→ TASK PROMPT:
Without omitting anything, retype the data that follows.

→ EXERCISE MATERIAL:
───

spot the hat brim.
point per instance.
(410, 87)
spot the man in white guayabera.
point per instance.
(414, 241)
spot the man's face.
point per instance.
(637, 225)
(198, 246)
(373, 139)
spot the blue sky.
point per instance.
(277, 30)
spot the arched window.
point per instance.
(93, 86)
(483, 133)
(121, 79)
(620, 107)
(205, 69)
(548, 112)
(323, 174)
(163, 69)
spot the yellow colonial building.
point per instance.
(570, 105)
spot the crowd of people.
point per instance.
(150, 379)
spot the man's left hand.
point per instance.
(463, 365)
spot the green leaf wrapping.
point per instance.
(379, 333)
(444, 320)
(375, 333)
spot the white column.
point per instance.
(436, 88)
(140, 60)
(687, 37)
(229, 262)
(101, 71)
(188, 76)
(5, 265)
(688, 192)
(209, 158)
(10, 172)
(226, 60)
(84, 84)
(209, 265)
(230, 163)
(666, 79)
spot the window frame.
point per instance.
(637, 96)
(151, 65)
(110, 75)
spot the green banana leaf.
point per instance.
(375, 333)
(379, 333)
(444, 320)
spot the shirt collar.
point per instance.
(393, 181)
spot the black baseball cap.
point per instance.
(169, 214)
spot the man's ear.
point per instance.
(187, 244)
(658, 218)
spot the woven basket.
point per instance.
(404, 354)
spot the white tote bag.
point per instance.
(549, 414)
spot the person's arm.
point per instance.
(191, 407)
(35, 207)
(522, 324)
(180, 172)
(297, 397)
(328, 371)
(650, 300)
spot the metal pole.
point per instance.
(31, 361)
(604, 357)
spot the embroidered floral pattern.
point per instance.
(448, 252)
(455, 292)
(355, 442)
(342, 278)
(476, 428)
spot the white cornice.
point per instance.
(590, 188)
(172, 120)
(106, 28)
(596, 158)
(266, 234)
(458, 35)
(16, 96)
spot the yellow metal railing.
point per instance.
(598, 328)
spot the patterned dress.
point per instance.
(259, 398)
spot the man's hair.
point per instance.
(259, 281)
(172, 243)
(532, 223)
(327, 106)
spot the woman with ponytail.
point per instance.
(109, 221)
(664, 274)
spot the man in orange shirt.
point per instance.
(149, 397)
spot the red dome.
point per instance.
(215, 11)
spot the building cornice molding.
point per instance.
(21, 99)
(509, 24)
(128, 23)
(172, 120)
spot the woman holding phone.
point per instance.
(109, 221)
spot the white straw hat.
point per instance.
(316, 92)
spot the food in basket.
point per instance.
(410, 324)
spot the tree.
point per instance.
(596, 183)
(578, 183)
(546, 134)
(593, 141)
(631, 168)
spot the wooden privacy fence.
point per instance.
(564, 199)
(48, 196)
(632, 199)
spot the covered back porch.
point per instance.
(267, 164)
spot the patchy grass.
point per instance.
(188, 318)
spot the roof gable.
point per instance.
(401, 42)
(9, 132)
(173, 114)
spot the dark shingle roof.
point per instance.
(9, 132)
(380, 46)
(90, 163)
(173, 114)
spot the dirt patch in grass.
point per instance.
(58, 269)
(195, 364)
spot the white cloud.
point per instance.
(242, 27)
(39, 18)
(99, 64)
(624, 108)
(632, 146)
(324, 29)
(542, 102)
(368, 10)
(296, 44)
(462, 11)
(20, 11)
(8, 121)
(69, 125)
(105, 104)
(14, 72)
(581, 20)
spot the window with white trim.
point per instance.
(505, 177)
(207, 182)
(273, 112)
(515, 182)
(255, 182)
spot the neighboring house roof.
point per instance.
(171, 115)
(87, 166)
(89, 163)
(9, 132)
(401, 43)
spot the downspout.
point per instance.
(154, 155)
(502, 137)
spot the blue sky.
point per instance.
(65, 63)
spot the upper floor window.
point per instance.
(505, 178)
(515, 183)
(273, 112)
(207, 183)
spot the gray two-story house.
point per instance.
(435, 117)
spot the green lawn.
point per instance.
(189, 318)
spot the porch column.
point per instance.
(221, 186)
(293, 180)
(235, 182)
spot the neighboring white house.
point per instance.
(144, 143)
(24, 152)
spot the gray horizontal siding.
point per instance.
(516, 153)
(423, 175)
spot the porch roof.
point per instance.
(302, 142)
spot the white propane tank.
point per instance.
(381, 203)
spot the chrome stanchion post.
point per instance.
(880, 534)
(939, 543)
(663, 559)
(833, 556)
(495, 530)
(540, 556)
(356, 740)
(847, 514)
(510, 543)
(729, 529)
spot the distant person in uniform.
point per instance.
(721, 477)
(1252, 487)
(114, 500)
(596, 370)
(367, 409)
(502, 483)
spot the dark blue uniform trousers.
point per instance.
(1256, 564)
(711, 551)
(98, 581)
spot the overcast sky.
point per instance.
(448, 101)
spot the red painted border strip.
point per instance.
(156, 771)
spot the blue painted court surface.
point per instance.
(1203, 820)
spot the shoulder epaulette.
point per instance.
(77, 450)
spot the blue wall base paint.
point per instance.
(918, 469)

───

→ CORRECT OUTPUT:
spot the hat brim.
point per instance.
(410, 87)
spot the man in white guayabera.
point per instance.
(414, 241)
spot the man's face.
point per instance.
(637, 225)
(198, 246)
(373, 139)
spot the blue sky.
point per instance.
(277, 30)
spot the arched window.
point per instance.
(93, 86)
(483, 133)
(121, 79)
(620, 107)
(205, 69)
(548, 112)
(323, 174)
(163, 69)
spot the yellow colonial building.
point per instance.
(570, 105)
spot the crowd of people.
point per instance.
(150, 379)
spot the man's left hand.
point per instance.
(463, 365)
spot the green leaf wrapping.
point per instance.
(379, 333)
(444, 320)
(375, 333)
spot the white column.
point per instance.
(436, 88)
(140, 60)
(687, 37)
(229, 262)
(101, 71)
(188, 76)
(5, 265)
(688, 192)
(209, 158)
(10, 172)
(226, 60)
(84, 84)
(209, 265)
(230, 163)
(666, 79)
spot the window frame.
point per instance.
(637, 96)
(151, 65)
(110, 75)
spot the green banana leaf.
point per instance.
(375, 333)
(379, 333)
(444, 320)
spot the shirt collar.
point per instance.
(393, 181)
spot the black baseball cap.
point per instance.
(169, 214)
spot the man's ear.
point per instance.
(187, 244)
(658, 218)
spot the woven basket.
point per instance.
(404, 354)
spot the white tote bag.
point per instance.
(549, 414)
spot the person's arm.
point per instance.
(191, 407)
(35, 207)
(522, 324)
(180, 172)
(297, 397)
(328, 371)
(650, 300)
spot the metal pole.
point per instance.
(31, 361)
(604, 357)
spot the embroidered floral pattern.
point per instance.
(448, 252)
(455, 292)
(355, 442)
(342, 278)
(476, 428)
spot the white cornice.
point per instance.
(590, 188)
(172, 120)
(106, 28)
(596, 158)
(266, 234)
(458, 35)
(16, 96)
spot the yellow metal railing.
point per instance.
(598, 328)
spot the patterned dress.
point per instance.
(259, 398)
spot the man's hair.
point per instance.
(259, 281)
(172, 243)
(532, 223)
(327, 106)
spot the woman with ponytail.
point per instance.
(109, 221)
(664, 274)
spot the man in orange shirt.
point per instance.
(149, 397)
spot the red dome.
point per instance.
(215, 11)
spot the building cornice molding.
point per instance.
(21, 99)
(509, 24)
(128, 23)
(172, 120)
spot the woman holding phone.
point per instance.
(109, 221)
spot the white straw hat.
point per instance.
(316, 92)
spot the food in basket.
point per instance.
(410, 324)
spot the tree.
point per instance.
(596, 183)
(578, 183)
(546, 134)
(593, 141)
(631, 168)
spot the wooden privacy fence.
point per instance.
(564, 199)
(48, 196)
(632, 199)
spot the covered back porch.
point per instance.
(267, 164)
spot the patchy grass.
point per instance.
(188, 318)
spot the roof gable.
point per instance.
(401, 42)
(9, 132)
(173, 114)
spot the dark shingle roof.
point per instance.
(9, 132)
(380, 46)
(90, 163)
(173, 114)
spot the dirt patch in grass.
point per instance.
(58, 269)
(195, 364)
spot the white cloud.
point per instance.
(242, 27)
(39, 18)
(99, 64)
(624, 108)
(632, 146)
(324, 29)
(542, 102)
(368, 10)
(296, 44)
(462, 11)
(20, 11)
(8, 121)
(69, 125)
(105, 104)
(14, 72)
(581, 20)
spot the window with white trim.
point per instance.
(505, 177)
(207, 182)
(273, 112)
(515, 182)
(255, 182)
spot the neighboring house roof.
point per instance.
(171, 115)
(87, 166)
(89, 163)
(9, 132)
(401, 43)
spot the downspout.
point per instance.
(154, 155)
(502, 137)
spot the blue sky.
point per instance.
(65, 63)
spot the upper floor window.
point per instance.
(505, 178)
(515, 183)
(273, 112)
(207, 183)
spot the gray two-story house.
point per instance.
(435, 117)
spot the green lawn.
point per instance.
(189, 318)
spot the porch column.
point per instance.
(221, 186)
(293, 180)
(235, 182)
spot the neighboring white house.
point per instance.
(144, 143)
(24, 152)
spot the gray horizontal siding.
point per instance.
(516, 153)
(423, 175)
spot the porch roof.
point per instance.
(302, 142)
spot the white propane tank.
point per instance.
(381, 203)
spot the chrome stanchion post.
point per instance.
(880, 534)
(939, 543)
(663, 559)
(833, 556)
(495, 530)
(540, 556)
(356, 740)
(847, 514)
(510, 543)
(729, 529)
spot the distant person in uniform.
point per instance.
(721, 477)
(1252, 487)
(114, 500)
(596, 370)
(367, 409)
(502, 483)
spot the dark blue uniform trousers.
point per instance.
(1256, 564)
(711, 551)
(98, 581)
spot the overcast sky.
point per instance.
(448, 101)
spot the red painted border strip.
point per instance.
(156, 771)
spot the blue painted court surface.
point per instance.
(1203, 820)
spot the shoulder epaulette.
point per instance.
(77, 450)
spot the blue wall base paint.
point per instance.
(918, 469)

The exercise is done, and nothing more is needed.